▶ _Fragmento seleccionado_:
Por Leonardo
L. Tavani
Un buen día, hará unos 27 años, comprendí algo que pasa desapercibido para casi todo el mundo y que los medios suelen omitir de manera deliberada. Tanto en 1982 como en este 2022, en las Malvinas vivía y vive gente. Personas. Seres humanos. Hijos, nietos y bisnietos de isleños. Tan unidos a su pedazo de tierra como lo estamos nosotros al nuestro. Tan temerosos de sus vecinos como lo estaban hasta hace un mes los ucranianos, quienes ahora ya no temen, sino que sufren, mueren y padecen. El reclamo argentino por la soberanía legítima de las islas es por completo genuino, veraz, ajustado a derecho y concordante (y consecuente) con los hechos históricos registrados y fidedignos. Ha mentido y miente el Reino Unido cuando niega nuestros derechos territoriales, y de algún modo niegan también la evidencia histórica los isleños, quienes optan —en parte conscientemente y en parte por conveniencia— por convalidar los argumentos británicos. Pero hay un hecho ineludible que todos en el continente decidimos también ignorar, y es que ese pedazo de tierra en medio del Atlántico sur está habitado desde hace generaciones por isleños (Kelpers, según su propia lengua y terminología) que antes amaron, sufrieron, trabajaron arduamente, procrearon y murieron; y ahora lo están por sus descendientes, quienes también pasan y pasarán por las mismas penurias, cuitas y alegrías. Aman su pedazo de tierra, aman su horizonte teñido por el océano y aman esos vientos irreductibles que les enseñaron a soportarlo todo de pie. No los odio; no podría. Muchos de ellos nos odian a nosotros, por cierto, o cuando menos odian la idea que tienen de nosotros, pero jamás les pagaría con idéntica moneda. Nos temen y recelan porque les dimos motivos. Y porque nos negamos a aceptar el hecho de ser los agresores y los “canceladores”. Sí, “canceladores”. Porque cada día de estos cuarenta años hemos cancelado a los kelpers sencillamente porque los ignoramos, les negamos derecho a la existencia. Nuestros gobiernos (todos, desde entonces) los llaman “habitantes implantados” y solo aceptan negociar directamente con Londres, como si la autodeterminación y los derechos civiles de los isleños simplemente no existieran. Y nosotros, el pueblo argentino, los ignoramos con idéntico desdén, con idéntico desprecio por sus dignidades personales y por sus derechos humanos, esos mismos que reclamamos ardientemente para casos domésticos en los que su supuesta violación es cuando menos discutible.

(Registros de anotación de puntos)
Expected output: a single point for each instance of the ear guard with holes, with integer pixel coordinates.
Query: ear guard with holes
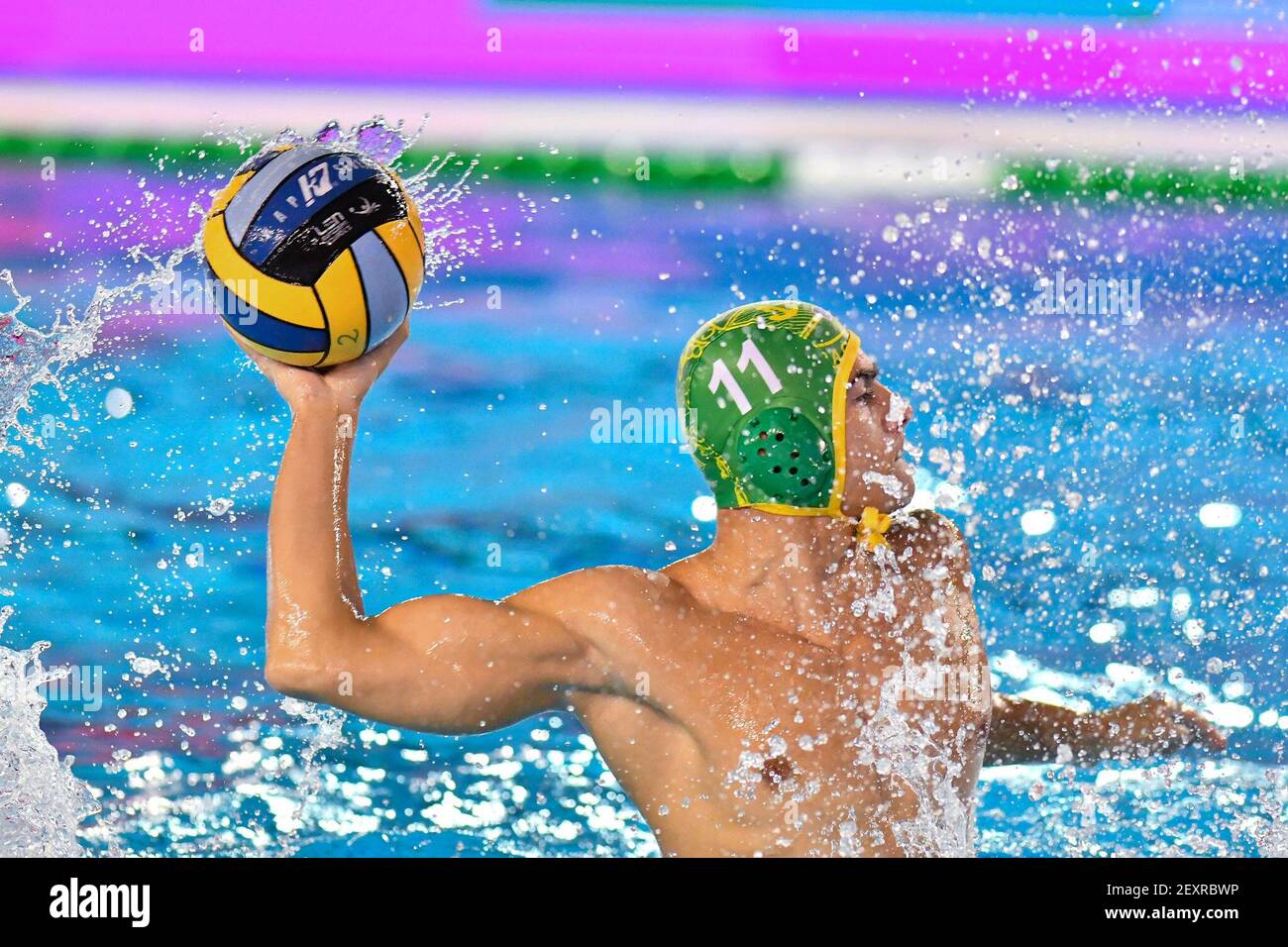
(761, 390)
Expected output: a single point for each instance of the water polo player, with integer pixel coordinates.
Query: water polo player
(811, 684)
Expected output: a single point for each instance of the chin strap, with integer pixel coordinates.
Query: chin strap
(872, 527)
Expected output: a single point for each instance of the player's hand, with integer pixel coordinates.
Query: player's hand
(1154, 725)
(342, 386)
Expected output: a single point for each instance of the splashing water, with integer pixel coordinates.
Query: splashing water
(42, 801)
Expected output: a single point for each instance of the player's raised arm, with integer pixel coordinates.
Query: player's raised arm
(445, 663)
(1030, 732)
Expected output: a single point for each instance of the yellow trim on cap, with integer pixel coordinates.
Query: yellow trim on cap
(838, 388)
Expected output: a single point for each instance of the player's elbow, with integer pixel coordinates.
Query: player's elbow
(292, 681)
(299, 673)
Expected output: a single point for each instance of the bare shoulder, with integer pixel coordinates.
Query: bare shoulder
(930, 540)
(604, 596)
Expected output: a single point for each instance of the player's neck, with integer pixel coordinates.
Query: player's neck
(794, 571)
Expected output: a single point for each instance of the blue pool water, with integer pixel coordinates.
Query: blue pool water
(127, 556)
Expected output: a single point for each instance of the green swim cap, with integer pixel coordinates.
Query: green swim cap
(761, 390)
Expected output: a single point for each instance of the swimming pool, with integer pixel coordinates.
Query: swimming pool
(138, 545)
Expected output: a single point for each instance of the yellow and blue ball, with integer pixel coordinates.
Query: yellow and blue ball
(320, 253)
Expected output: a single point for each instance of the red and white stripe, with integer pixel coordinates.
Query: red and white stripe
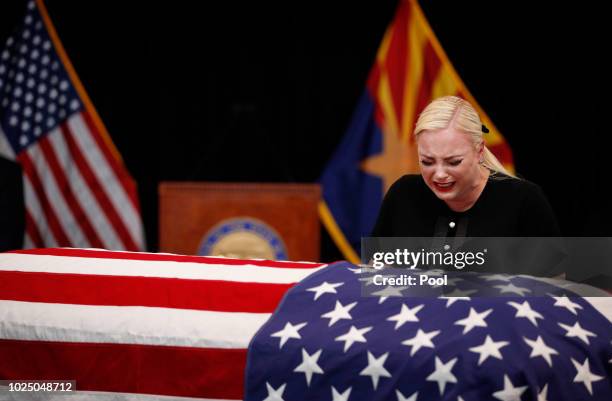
(76, 192)
(132, 325)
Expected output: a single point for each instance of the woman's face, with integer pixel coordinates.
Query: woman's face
(449, 163)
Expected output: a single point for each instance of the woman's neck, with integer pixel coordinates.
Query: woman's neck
(466, 203)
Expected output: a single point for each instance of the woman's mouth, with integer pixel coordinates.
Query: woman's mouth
(443, 187)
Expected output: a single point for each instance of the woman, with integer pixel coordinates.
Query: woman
(463, 190)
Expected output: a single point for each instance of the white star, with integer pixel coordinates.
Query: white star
(539, 348)
(375, 368)
(474, 319)
(459, 293)
(368, 280)
(289, 331)
(325, 288)
(584, 374)
(489, 348)
(496, 277)
(509, 393)
(442, 374)
(389, 291)
(352, 336)
(309, 365)
(452, 299)
(565, 302)
(420, 340)
(512, 289)
(543, 395)
(524, 310)
(275, 395)
(400, 396)
(406, 315)
(340, 312)
(577, 331)
(340, 397)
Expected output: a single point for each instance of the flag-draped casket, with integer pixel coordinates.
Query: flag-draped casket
(149, 326)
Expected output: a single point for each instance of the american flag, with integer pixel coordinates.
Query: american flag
(136, 326)
(327, 341)
(77, 191)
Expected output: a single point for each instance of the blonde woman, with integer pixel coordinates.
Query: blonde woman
(463, 190)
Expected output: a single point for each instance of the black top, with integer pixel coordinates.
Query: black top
(507, 207)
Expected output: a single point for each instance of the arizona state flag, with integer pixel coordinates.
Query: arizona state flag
(410, 70)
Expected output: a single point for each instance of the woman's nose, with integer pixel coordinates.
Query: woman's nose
(440, 173)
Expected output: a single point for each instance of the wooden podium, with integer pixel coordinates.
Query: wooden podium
(269, 221)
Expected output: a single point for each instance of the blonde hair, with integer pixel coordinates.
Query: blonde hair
(447, 110)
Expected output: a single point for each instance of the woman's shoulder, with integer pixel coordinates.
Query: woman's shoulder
(517, 187)
(409, 181)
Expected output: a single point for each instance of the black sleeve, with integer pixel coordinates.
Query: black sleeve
(12, 211)
(537, 218)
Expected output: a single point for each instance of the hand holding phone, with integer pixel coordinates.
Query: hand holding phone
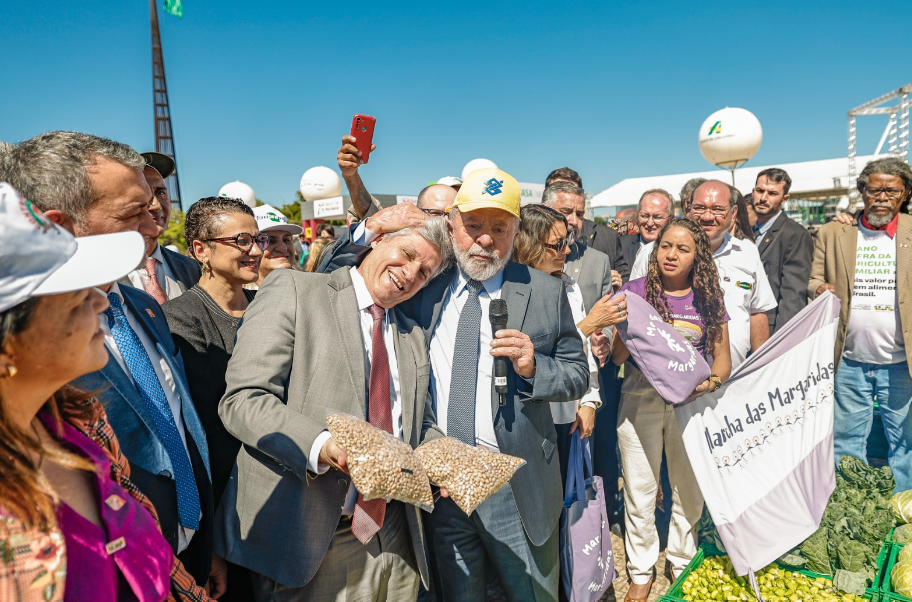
(363, 131)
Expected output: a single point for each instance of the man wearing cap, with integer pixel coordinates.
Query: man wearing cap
(91, 185)
(515, 530)
(166, 274)
(279, 252)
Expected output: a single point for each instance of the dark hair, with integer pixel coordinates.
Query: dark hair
(552, 190)
(743, 229)
(774, 174)
(566, 174)
(687, 192)
(536, 223)
(26, 492)
(200, 221)
(891, 166)
(704, 280)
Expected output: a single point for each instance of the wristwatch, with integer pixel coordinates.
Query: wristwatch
(716, 381)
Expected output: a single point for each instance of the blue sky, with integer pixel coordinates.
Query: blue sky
(261, 91)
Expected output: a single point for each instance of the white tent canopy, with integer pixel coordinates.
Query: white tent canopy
(807, 177)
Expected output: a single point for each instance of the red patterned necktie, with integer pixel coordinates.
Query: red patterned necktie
(152, 285)
(368, 516)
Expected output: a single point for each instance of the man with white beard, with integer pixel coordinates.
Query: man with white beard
(514, 532)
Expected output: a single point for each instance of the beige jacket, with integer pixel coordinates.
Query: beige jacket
(834, 263)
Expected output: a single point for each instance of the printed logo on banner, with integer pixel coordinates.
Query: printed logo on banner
(740, 436)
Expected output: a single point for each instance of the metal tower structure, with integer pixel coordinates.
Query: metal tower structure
(896, 132)
(164, 138)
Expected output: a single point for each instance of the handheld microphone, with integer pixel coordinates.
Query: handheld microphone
(497, 313)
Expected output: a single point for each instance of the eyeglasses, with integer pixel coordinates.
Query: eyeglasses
(646, 218)
(892, 193)
(434, 212)
(244, 241)
(716, 211)
(285, 240)
(561, 245)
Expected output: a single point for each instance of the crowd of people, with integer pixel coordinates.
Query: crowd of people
(163, 416)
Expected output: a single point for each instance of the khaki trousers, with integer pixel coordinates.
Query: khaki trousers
(382, 570)
(646, 424)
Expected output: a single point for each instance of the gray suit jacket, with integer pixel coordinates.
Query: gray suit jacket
(786, 251)
(284, 378)
(592, 271)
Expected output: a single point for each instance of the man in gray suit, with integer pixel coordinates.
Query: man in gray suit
(165, 274)
(289, 513)
(514, 532)
(785, 247)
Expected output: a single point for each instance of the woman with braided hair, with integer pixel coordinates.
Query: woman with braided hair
(682, 284)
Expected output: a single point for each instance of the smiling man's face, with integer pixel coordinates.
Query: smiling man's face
(396, 269)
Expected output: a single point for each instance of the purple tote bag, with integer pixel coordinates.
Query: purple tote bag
(586, 555)
(667, 360)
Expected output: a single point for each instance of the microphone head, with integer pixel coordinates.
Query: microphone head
(497, 312)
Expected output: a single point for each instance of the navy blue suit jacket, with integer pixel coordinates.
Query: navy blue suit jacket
(134, 425)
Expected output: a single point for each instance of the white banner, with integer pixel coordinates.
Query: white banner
(762, 446)
(531, 193)
(331, 207)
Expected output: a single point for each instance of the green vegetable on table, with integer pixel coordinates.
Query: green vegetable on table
(901, 578)
(715, 579)
(902, 506)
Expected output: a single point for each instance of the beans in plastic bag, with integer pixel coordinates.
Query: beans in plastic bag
(470, 474)
(381, 466)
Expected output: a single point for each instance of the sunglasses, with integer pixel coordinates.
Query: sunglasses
(561, 245)
(244, 241)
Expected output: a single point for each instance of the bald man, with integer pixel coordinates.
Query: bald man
(436, 199)
(746, 289)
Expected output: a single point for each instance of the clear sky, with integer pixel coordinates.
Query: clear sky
(261, 91)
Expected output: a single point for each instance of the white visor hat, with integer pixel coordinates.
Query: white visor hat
(38, 257)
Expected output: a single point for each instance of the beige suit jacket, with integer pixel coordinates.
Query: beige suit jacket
(834, 263)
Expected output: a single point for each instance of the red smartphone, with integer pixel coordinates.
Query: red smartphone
(363, 131)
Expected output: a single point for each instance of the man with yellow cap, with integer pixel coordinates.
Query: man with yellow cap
(515, 530)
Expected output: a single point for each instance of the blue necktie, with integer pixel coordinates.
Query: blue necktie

▶ _Tarea indicada 1_: Resume en dos oraciones el fragmento sobre los isleños de las Malvinas.
▶ _Tarea indicada 2_: Continúa el fragmento sobre los isleños de las Malvinas a partir de su última oración.
Los ítems son material aparte del fragmento.

▶ _Resultado 1_: El autor sostiene que el reclamo argentino de soberanía sobre las Malvinas es legítimo y que el Reino Unido miente al negarlo, pero recuerda que las islas están habitadas desde hace generaciones por isleños que aman su tierra. Afirma que los argentinos y sus gobiernos los han ignorado durante cuarenta años, llamándolos «habitantes implantados» y negociando solo con Londres, como si sus derechos no existieran.

▶ _Resultado 2_:
La guerra de 1982 lo cambió todo. Hasta entonces Argentina y las islas tenían relación y trato frecuente. Comercial y educativo. Había en ellas una oficina de LADE (Líneas Aéreas del Estado), una sucursal del Correo Argentino, algunos emprendimientos pesqueros argentino/malvinenses y varias maestras del continente viajaban regularmente a enseñar castellano. La contienda y la muerte, la sangre derramada, barrieron con todo eso. Para siempre. Los que nacieron después de aquella fecha nos odian y nos tienen por un peligro inminente y acechante. Les damos permanentes motivos para creerlo. Y no nos damos la chance como sociedad de repensar Malvinas y recalibrar nuestros objetivos. No queremos —quizás no podamos, tampoco— hacerlo, y no aceptamos bajo ningún motivo considerar siquiera la posibilidad de estar equivocados. Gracias a aquella guerra fútil y oportunista los kelpers llevan cuarenta interminables años viviendo completamente de espaldas a nosotros; no reciben periódicos, ni ven televisión, ni navegan por páginas de internet, ni se permiten ninguna otra actividad en la que la cultura, la política o la sociedad argentina estén en primer plano. Solo reciben, generalmente filtradas por Downing Street, las noticias acerca de las superfluas y contradictorias acciones que el gobierno argentino y su Cancillería emprenden acerca de ellos y las islas. Nada lo cambiará, ciertamente, hasta que nos decidamos a mirarlos a la cara. Hasta que dejemos de ignorarlos y reconocerlos como iguales. Hasta que nos agotemos de tanto prejuicio nacionalista y petulante. Hasta que aceptemos que existen y merecen nuestro respeto. No será fácil. Hasta ahora ha sido imposible, por lo menos.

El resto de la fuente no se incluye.